• Description of the task: Within this material, state how many lines include the string "every". Reply with the number only.

★ ★ ★

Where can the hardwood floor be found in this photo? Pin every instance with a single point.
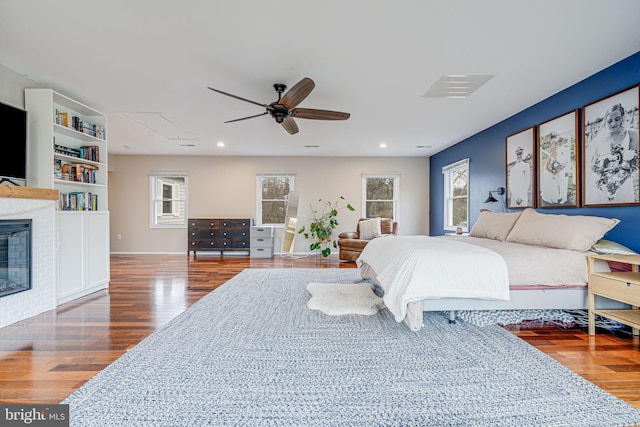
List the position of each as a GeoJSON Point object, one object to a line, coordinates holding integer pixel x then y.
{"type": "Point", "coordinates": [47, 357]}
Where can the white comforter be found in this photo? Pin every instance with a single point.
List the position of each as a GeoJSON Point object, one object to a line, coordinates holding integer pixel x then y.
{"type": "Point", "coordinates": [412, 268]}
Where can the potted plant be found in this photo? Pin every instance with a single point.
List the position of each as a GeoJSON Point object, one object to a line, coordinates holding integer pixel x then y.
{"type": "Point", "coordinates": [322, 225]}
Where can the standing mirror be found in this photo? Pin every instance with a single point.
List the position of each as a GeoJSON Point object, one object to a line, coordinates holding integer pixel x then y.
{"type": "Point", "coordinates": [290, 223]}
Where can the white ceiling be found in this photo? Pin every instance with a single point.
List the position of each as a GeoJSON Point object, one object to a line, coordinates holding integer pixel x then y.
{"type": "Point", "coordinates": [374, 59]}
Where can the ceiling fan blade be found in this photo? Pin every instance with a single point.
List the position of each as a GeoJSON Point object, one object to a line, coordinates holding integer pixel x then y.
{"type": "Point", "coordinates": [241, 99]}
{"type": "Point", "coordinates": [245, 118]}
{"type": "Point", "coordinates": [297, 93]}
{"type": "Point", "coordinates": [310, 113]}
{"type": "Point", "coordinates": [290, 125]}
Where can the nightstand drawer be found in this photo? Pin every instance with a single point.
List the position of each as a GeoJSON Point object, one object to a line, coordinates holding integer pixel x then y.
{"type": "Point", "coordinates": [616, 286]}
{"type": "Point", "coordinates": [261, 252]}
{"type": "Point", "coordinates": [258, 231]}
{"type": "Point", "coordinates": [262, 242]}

★ ★ ★

• Worked solution: 7